- STATED TASK:
Arrange the data from the line with "Point to the student with" up to and including the line with "[(725, 332)]" as a Markdown table with the columns Row and Line. Number each row and leave out any blank lines.

···

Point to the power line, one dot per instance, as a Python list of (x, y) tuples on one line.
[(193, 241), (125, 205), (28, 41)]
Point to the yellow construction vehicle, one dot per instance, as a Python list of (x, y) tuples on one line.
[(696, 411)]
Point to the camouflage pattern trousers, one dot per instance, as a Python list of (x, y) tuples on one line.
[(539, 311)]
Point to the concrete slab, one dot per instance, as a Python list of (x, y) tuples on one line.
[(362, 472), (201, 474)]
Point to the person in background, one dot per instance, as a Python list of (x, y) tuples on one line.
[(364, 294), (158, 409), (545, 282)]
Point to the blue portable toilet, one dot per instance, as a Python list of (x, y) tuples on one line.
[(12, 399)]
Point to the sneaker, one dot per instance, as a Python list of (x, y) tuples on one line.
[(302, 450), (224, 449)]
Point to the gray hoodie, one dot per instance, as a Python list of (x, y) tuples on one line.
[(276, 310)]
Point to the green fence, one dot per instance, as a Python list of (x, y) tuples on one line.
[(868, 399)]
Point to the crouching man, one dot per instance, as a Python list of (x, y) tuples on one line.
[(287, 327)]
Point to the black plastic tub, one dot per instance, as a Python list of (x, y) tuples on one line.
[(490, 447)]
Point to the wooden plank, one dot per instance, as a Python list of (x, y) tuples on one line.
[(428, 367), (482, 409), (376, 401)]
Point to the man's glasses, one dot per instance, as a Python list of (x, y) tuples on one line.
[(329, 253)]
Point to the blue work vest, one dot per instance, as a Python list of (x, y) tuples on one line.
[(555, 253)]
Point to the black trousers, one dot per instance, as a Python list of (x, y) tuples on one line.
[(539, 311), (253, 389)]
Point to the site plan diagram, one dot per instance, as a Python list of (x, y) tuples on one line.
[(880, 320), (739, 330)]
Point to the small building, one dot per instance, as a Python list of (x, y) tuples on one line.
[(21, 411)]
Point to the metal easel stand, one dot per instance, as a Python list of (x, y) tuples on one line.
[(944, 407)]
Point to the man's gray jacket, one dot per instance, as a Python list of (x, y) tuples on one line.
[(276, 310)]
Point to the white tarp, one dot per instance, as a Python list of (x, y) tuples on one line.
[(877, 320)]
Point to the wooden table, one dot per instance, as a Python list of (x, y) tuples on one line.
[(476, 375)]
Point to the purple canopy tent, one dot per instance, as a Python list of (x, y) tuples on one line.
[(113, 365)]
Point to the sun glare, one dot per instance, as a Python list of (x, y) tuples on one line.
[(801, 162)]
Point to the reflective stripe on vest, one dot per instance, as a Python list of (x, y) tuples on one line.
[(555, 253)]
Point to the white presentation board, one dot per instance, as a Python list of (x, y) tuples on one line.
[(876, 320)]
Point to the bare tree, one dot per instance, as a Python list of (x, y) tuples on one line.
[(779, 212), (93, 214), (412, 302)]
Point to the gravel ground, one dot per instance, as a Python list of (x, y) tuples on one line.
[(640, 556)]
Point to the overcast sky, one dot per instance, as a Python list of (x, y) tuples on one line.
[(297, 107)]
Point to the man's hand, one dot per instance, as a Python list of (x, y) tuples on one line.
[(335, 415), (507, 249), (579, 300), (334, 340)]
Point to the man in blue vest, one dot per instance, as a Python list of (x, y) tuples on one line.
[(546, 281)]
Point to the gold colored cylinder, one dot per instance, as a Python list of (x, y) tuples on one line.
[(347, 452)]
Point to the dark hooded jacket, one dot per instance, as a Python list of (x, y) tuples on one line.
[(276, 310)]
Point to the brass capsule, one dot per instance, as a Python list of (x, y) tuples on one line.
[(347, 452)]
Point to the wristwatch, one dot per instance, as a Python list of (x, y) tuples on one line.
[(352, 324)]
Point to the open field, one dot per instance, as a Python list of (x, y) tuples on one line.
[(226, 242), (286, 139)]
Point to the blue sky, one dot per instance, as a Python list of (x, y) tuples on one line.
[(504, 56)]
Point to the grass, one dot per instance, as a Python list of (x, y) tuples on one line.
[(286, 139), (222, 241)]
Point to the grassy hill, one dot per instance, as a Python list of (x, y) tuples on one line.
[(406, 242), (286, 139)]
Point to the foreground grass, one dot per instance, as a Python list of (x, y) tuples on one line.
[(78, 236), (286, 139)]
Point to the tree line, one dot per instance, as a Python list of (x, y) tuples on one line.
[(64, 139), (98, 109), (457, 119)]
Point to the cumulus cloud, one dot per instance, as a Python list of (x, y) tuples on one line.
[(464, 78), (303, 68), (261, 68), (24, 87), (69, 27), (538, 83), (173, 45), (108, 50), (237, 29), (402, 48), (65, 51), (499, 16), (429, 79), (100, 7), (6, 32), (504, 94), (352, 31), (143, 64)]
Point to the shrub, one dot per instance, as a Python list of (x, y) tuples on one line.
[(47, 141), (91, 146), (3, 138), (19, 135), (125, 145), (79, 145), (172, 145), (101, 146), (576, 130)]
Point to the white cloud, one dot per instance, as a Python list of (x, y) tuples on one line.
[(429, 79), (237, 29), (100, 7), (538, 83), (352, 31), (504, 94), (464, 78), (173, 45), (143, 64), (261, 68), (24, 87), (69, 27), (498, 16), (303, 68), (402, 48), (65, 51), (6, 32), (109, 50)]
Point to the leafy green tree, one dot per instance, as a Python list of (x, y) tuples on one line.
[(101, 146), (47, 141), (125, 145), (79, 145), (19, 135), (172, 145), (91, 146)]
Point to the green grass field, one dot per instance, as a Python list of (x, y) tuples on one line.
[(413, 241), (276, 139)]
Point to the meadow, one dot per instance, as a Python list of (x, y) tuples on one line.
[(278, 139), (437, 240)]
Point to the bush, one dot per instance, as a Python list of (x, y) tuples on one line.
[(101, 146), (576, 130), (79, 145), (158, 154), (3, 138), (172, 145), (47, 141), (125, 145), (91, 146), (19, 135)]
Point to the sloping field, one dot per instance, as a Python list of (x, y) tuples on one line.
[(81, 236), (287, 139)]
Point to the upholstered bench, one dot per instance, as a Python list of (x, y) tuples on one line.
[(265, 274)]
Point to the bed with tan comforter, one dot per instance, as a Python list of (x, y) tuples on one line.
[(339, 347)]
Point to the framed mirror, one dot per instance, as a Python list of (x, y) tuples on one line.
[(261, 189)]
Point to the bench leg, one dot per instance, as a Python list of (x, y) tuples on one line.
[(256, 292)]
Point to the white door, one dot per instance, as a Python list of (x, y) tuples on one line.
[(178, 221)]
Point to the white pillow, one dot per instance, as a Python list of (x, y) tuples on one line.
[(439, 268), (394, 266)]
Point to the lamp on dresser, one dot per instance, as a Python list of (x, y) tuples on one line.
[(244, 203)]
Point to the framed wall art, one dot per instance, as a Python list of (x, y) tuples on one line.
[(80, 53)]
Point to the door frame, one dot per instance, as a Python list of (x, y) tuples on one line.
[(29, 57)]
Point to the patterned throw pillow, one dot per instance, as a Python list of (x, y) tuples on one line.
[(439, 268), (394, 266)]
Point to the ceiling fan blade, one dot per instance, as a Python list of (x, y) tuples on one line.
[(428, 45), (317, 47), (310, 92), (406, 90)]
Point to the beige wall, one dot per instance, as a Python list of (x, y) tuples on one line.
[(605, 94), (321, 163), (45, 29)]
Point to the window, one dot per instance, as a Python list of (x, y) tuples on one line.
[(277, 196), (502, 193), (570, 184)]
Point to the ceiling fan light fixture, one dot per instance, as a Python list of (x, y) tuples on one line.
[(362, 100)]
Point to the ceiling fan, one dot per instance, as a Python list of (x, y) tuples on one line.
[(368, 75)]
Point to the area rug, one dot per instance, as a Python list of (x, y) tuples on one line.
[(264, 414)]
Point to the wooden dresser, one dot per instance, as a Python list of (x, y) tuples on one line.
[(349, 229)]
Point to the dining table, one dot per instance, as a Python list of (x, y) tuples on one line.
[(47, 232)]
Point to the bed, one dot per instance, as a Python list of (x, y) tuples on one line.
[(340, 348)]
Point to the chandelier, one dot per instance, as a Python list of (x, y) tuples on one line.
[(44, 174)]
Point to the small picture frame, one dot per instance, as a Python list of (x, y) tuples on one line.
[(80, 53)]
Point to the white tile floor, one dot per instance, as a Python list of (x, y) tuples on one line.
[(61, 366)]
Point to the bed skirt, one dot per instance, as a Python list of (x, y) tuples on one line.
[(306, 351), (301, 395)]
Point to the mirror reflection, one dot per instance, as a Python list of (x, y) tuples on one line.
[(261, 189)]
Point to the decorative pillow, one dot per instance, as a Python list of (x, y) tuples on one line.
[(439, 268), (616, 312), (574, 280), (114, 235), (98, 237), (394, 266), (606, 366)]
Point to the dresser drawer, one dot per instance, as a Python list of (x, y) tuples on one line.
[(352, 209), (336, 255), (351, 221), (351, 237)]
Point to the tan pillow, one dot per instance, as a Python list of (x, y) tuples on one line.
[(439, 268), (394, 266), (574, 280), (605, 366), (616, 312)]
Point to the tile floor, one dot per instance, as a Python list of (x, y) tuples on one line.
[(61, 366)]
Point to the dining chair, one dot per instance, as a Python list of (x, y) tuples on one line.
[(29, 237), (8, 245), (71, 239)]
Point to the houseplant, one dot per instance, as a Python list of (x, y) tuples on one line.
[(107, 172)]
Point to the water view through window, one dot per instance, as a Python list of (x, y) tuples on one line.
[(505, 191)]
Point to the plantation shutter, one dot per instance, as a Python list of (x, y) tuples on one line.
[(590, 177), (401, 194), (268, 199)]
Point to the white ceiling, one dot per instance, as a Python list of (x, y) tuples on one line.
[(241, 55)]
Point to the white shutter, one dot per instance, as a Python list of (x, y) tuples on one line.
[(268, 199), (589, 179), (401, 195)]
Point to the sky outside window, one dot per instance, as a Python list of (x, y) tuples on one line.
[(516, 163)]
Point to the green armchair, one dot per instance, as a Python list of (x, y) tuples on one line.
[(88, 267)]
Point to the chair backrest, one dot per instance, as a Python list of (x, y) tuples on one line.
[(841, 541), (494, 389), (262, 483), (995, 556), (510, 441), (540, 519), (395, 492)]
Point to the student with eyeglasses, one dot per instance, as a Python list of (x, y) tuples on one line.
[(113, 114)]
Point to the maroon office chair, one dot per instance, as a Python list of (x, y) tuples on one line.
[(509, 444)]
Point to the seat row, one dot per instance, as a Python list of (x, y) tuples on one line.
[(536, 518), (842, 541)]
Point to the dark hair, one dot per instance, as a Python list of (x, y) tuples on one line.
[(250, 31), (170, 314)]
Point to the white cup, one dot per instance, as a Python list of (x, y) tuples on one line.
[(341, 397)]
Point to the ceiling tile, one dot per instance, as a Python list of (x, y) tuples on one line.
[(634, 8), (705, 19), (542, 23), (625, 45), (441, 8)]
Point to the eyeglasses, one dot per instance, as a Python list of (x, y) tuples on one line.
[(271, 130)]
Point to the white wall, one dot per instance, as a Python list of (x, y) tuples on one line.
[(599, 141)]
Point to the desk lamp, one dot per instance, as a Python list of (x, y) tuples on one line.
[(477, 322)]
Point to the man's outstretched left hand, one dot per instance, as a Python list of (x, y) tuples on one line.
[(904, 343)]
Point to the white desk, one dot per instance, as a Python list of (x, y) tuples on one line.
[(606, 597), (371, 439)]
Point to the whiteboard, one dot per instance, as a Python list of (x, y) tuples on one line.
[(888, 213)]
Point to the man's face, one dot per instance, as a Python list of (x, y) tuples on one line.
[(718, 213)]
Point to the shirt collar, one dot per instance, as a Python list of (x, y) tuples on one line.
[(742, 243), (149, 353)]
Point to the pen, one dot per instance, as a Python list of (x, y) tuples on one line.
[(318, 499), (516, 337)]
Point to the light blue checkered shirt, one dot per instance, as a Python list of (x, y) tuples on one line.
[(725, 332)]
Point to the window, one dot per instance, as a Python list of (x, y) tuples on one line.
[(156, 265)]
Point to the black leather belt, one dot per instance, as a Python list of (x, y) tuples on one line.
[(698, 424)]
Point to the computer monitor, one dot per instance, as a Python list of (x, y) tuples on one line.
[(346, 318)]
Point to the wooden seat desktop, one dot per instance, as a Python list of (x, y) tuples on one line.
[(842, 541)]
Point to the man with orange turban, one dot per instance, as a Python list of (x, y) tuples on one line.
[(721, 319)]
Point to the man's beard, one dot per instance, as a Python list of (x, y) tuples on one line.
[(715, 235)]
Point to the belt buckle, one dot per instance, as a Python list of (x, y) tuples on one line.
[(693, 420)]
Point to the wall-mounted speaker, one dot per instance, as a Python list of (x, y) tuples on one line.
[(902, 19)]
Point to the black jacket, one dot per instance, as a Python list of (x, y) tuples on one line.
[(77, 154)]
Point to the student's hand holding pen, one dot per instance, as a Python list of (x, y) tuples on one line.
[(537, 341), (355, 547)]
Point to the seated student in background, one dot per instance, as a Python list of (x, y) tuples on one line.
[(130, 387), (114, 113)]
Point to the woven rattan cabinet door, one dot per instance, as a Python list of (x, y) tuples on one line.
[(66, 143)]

···

- SOLUTION:
| Row | Line |
|---|---|
| 1 | Point to the student with eyeglasses, one dot per instance, as a Python list of (x, y) tuples on one line. |
| 2 | [(113, 114)] |
| 3 | Point to the maroon office chair, one dot per instance, as a Python list of (x, y) tuples on one line. |
| 4 | [(509, 444)] |
| 5 | Point to the seat row, one dot per instance, as a Python list of (x, y) tuples on one line. |
| 6 | [(536, 518), (842, 541)] |
| 7 | Point to the dark hair, one dot per instance, as a Python list of (x, y) tuples on one line. |
| 8 | [(250, 31), (170, 314)] |
| 9 | Point to the white cup, one dot per instance, as a Python list of (x, y) tuples on one line. |
| 10 | [(341, 397)] |
| 11 | Point to the ceiling tile, one dot per instance, as a Python list of (x, y) tuples on one line. |
| 12 | [(634, 8), (705, 19), (542, 23), (625, 45), (441, 8)] |
| 13 | Point to the eyeglasses, one dot per instance, as a Python list of (x, y) tuples on one line. |
| 14 | [(271, 130)] |
| 15 | Point to the white wall, one dot per instance, as a Python list of (x, y) tuples on one line. |
| 16 | [(599, 141)] |
| 17 | Point to the desk lamp, one dot per instance, as a Python list of (x, y) tuples on one line. |
| 18 | [(477, 322)] |
| 19 | Point to the man's outstretched left hand, one dot per instance, as a Python list of (x, y) tuples on one line. |
| 20 | [(904, 343)] |
| 21 | Point to the white desk, one dot per instance, as a Python list of (x, y) tuples on one line. |
| 22 | [(606, 597), (371, 439)] |
| 23 | Point to the whiteboard, one dot per instance, as a Python list of (x, y) tuples on one line. |
| 24 | [(888, 213)] |
| 25 | Point to the man's face, one dot per instance, as a Python list of (x, y) tuples on one line. |
| 26 | [(718, 213)] |
| 27 | Point to the shirt collar, one dot per instance, as a Python list of (x, y) tuples on one line. |
| 28 | [(742, 243), (149, 353)] |
| 29 | Point to the pen, one dot per instance, as a Python list of (x, y) tuples on one line. |
| 30 | [(318, 499), (516, 337)] |
| 31 | Point to the light blue checkered shirt, one dot per instance, as a Python list of (x, y) tuples on one line. |
| 32 | [(725, 332)] |